**Extrait à lire**
════════════════════
Mais comprenons-nous : je ne suis pas la pour dégouter les gens de devenir photographe. Je suis là pour essayer d’enrayer un mal qui gangrène peu à peu notre métier (et de nombreux autres!).

 

Chercher à vendre à tout prix…

Devenir photographe, un jeu d'enfant !
Salut ! Moi c’est Nino, amateur au grand coeur. J’aime travailler à perte car c’est ma passion.

Pour l’ensemble des amateurs de la planète, le but ultime est de faire de sa passion une activité rémunératrice. Et vous avez remarqué que j’utilise activité rémunératrice au lieu de métier ! En effet, nombre de personnes payées une misère pour des photographies passables sont trop fières de se présenter comme photographe, photographe indépendant ou freelance pour accepter la vérité. Ils sont exploités par un système qui les prend pour des imbéciles au dernier degré.
════════════════════
**Consigne**
Recopiez intégralement l'extrait sur le métier de photographe, sans en modifier un seul mot.

Enregistrements issus d'une collection
════════════════════
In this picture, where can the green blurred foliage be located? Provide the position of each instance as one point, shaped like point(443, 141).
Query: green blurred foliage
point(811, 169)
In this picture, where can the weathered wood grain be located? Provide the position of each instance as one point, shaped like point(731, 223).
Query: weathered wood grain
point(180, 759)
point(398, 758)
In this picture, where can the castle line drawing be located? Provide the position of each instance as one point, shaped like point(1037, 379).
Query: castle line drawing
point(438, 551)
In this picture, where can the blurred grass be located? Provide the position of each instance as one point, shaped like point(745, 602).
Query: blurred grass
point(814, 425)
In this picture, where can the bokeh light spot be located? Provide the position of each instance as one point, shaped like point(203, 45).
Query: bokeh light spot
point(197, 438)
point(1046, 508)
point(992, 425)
════════════════════
**Corrigé**
Mais comprenons-nous : je ne suis pas la pour dégouter les gens de devenir photographe. Je suis là pour essayer d’enrayer un mal qui gangrène peu à peu notre métier (et de nombreux autres!).

 

Chercher à vendre à tout prix…

Devenir photographe, un jeu d'enfant !
Salut ! Moi c’est Nino, amateur au grand coeur. J’aime travailler à perte car c’est ma passion.

Pour l’ensemble des amateurs de la planète, le but ultime est de faire de sa passion une activité rémunératrice. Et vous avez remarqué que j’utilise activité rémunératrice au lieu de métier ! En effet, nombre de personnes payées une misère pour des photographies passables sont trop fières de se présenter comme photographe, photographe indépendant ou freelance pour accepter la vérité. Ils sont exploités par un système qui les prend pour des imbéciles au dernier degré.